■ **Source extract**:
--------------------------------------------------

This vast influx of actors caused the competition among actors, to be seen by casting directors and agents, to become unbearably fierce. The combination of the vast numbers of actors competing to be seen, and the new casting offices springing up to handle the new shows, spawned a whole new business. New, large studios sprang up on both coasts offering clearing houses for actors. They offer one place where actors are guaranteed a meeting with a casting director or agent for a fee. In return, the agents and CD’s are provided with a new source of income. This quickly led to the demise of the “general audition,” traditionally used by CD’s & agents to find new talent. Actors are now asked to attend these group sessions in place of a one-on-one general audition. To be legal and avoid the wrath of the unions these group sessions are marketed as classes or workshops. This seemed to be the answer for everyone. But is it the answer for actors?
In many cases, the casting office is no longer casting major projects on a regular basis, but only actually casts sporadically. Further complicating this, is that many of these “teachers” are in fact, actually, office help, receptionists or part-time workers with no acting background They are often given the title Casting Associate to allow them to supplement their income. This is a disservice to the true casting associates who provide valuable help in the busy casting offices.

--------------------------------------------------

■ **Dataset section**:
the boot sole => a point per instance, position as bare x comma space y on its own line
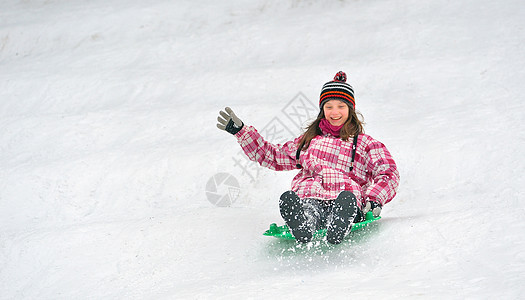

--------------------------------------------------

■ **Complete the following**:
- 1) Write out the casting workshops passage from "In many cases, the" up to and including "busy casting offices.".
- 2) Answer these questions using the casting workshops passage:
(a) What traditional method of finding new talent declined because of the new studios?
(b) How are the group sessions marketed to stay legal and avoid the wrath of the unions?
(c) What title are office help, receptionists, or part-time workers often given?

■ **Results of the exercise**:
- 1)
In many cases, the casting office is no longer casting major projects on a regular basis, but only actually casts sporadically. Further complicating this, is that many of these “teachers” are in fact, actually, office help, receptionists or part-time workers with no acting background They are often given the title Casting Associate to allow them to supplement their income. This is a disservice to the true casting associates who provide valuable help in the busy casting offices.

- 2)
(a) The "general audition."
(b) As classes or workshops.
(c) Casting Associate.